*Exercise objective:*
Please arrange every line of the records below as a Markdown table with the columns "No." and "Line", numbering the rows in order and skipping blank lines. Leave the pictures out of the answer.

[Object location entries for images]
^^^^^^^^

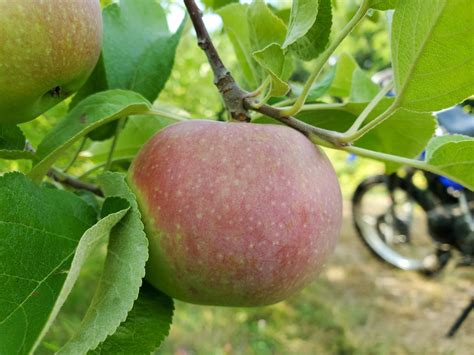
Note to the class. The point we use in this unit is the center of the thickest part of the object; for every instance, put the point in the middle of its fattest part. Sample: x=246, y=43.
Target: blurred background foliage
x=339, y=313
x=190, y=90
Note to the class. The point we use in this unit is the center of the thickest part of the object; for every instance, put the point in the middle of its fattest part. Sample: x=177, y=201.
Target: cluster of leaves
x=432, y=70
x=47, y=234
x=50, y=233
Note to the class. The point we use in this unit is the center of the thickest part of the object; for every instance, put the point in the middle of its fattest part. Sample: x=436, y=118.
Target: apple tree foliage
x=50, y=223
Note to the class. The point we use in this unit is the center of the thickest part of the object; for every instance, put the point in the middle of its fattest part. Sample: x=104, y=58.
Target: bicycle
x=415, y=220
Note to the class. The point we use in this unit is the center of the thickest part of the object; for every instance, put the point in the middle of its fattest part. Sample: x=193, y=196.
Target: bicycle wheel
x=393, y=226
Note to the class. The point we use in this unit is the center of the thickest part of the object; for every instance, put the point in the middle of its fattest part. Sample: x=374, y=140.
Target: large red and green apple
x=48, y=48
x=236, y=214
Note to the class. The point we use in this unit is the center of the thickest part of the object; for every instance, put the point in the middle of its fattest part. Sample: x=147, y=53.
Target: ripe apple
x=48, y=49
x=236, y=214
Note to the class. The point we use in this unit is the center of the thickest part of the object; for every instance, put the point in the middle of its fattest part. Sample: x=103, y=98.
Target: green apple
x=48, y=48
x=236, y=214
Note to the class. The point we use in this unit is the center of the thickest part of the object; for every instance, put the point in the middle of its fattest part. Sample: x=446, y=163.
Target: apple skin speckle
x=235, y=230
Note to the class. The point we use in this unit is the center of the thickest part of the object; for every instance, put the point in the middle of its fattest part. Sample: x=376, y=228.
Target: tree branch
x=68, y=180
x=332, y=137
x=232, y=94
x=238, y=101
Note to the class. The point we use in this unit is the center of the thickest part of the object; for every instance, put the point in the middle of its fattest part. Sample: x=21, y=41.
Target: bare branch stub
x=232, y=94
x=74, y=183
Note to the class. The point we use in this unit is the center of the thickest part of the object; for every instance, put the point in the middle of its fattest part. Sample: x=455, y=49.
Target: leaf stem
x=331, y=137
x=166, y=114
x=76, y=154
x=262, y=88
x=120, y=125
x=371, y=125
x=368, y=109
x=323, y=58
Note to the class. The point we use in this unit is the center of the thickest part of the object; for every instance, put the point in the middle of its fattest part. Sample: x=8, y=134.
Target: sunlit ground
x=357, y=306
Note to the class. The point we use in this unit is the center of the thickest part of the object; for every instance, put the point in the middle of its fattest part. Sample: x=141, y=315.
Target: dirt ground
x=412, y=310
x=357, y=306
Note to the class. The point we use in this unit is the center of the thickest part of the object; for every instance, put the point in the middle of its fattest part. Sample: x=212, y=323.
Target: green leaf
x=138, y=49
x=265, y=27
x=453, y=155
x=363, y=89
x=316, y=39
x=238, y=33
x=96, y=82
x=404, y=133
x=277, y=65
x=146, y=327
x=122, y=275
x=302, y=17
x=342, y=83
x=319, y=88
x=91, y=113
x=267, y=33
x=383, y=4
x=91, y=240
x=432, y=60
x=40, y=229
x=137, y=131
x=12, y=143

^^^^^^^^

*Correct answer:*
| No. | Line |
|---|---|
| 1 | Note to the class. The point we use in this unit is the center of the thickest part of the object; for every instance, put the point in the middle of its fattest part. Sample: x=246, y=43. |
| 2 | Target: blurred background foliage |
| 3 | x=339, y=313 |
| 4 | x=190, y=90 |
| 5 | Note to the class. The point we use in this unit is the center of the thickest part of the object; for every instance, put the point in the middle of its fattest part. Sample: x=177, y=201. |
| 6 | Target: cluster of leaves |
| 7 | x=432, y=70 |
| 8 | x=47, y=234 |
| 9 | x=50, y=233 |
| 10 | Note to the class. The point we use in this unit is the center of the thickest part of the object; for every instance, put the point in the middle of its fattest part. Sample: x=436, y=118. |
| 11 | Target: apple tree foliage |
| 12 | x=50, y=223 |
| 13 | Note to the class. The point we use in this unit is the center of the thickest part of the object; for every instance, put the point in the middle of its fattest part. Sample: x=104, y=58. |
| 14 | Target: bicycle |
| 15 | x=415, y=220 |
| 16 | Note to the class. The point we use in this unit is the center of the thickest part of the object; for every instance, put the point in the middle of its fattest part. Sample: x=193, y=196. |
| 17 | Target: bicycle wheel |
| 18 | x=393, y=226 |
| 19 | Note to the class. The point we use in this unit is the center of the thickest part of the object; for every instance, put the point in the middle of its fattest part. Sample: x=374, y=140. |
| 20 | Target: large red and green apple |
| 21 | x=48, y=48 |
| 22 | x=236, y=214 |
| 23 | Note to the class. The point we use in this unit is the center of the thickest part of the object; for every instance, put the point in the middle of its fattest part. Sample: x=147, y=53. |
| 24 | Target: ripe apple |
| 25 | x=48, y=49 |
| 26 | x=236, y=214 |
| 27 | Note to the class. The point we use in this unit is the center of the thickest part of the object; for every instance, put the point in the middle of its fattest part. Sample: x=103, y=98. |
| 28 | Target: green apple |
| 29 | x=48, y=48 |
| 30 | x=236, y=214 |
| 31 | Note to the class. The point we use in this unit is the center of the thickest part of the object; for every instance, put the point in the middle of its fattest part. Sample: x=446, y=163. |
| 32 | Target: apple skin speckle |
| 33 | x=235, y=230 |
| 34 | Note to the class. The point we use in this unit is the center of the thickest part of the object; for every instance, put the point in the middle of its fattest part. Sample: x=376, y=228. |
| 35 | Target: tree branch |
| 36 | x=68, y=180 |
| 37 | x=332, y=137 |
| 38 | x=232, y=94 |
| 39 | x=238, y=101 |
| 40 | Note to the class. The point we use in this unit is the center of the thickest part of the object; for every instance, put the point in the middle of its fattest part. Sample: x=21, y=41. |
| 41 | Target: bare branch stub |
| 42 | x=232, y=94 |
| 43 | x=74, y=183 |
| 44 | Note to the class. The point we use in this unit is the center of the thickest part of the object; for every instance, put the point in the middle of its fattest part. Sample: x=455, y=49. |
| 45 | Target: leaf stem |
| 46 | x=331, y=137 |
| 47 | x=166, y=114 |
| 48 | x=76, y=154 |
| 49 | x=262, y=88 |
| 50 | x=120, y=125 |
| 51 | x=371, y=125 |
| 52 | x=368, y=109 |
| 53 | x=323, y=58 |
| 54 | Note to the class. The point we use in this unit is the center of the thickest part of the object; for every instance, put the point in the middle of its fattest part. Sample: x=8, y=134. |
| 55 | Target: sunlit ground |
| 56 | x=357, y=306 |
| 57 | Note to the class. The point we use in this unit is the center of the thickest part of the object; for every instance, put the point in the middle of its fattest part. Sample: x=141, y=315. |
| 58 | Target: dirt ground |
| 59 | x=412, y=310 |
| 60 | x=357, y=306 |
| 61 | Note to the class. The point we use in this unit is the center of the thickest part of the object; for every instance, put the point in the middle of its fattest part. Sample: x=212, y=323. |
| 62 | Target: green leaf |
| 63 | x=138, y=49 |
| 64 | x=265, y=27 |
| 65 | x=453, y=155 |
| 66 | x=363, y=89 |
| 67 | x=316, y=39 |
| 68 | x=238, y=33 |
| 69 | x=96, y=82 |
| 70 | x=404, y=133 |
| 71 | x=277, y=65 |
| 72 | x=146, y=327 |
| 73 | x=122, y=275 |
| 74 | x=302, y=17 |
| 75 | x=342, y=83 |
| 76 | x=319, y=88 |
| 77 | x=91, y=113 |
| 78 | x=267, y=33 |
| 79 | x=383, y=4 |
| 80 | x=91, y=240 |
| 81 | x=432, y=60 |
| 82 | x=40, y=229 |
| 83 | x=137, y=131 |
| 84 | x=12, y=143 |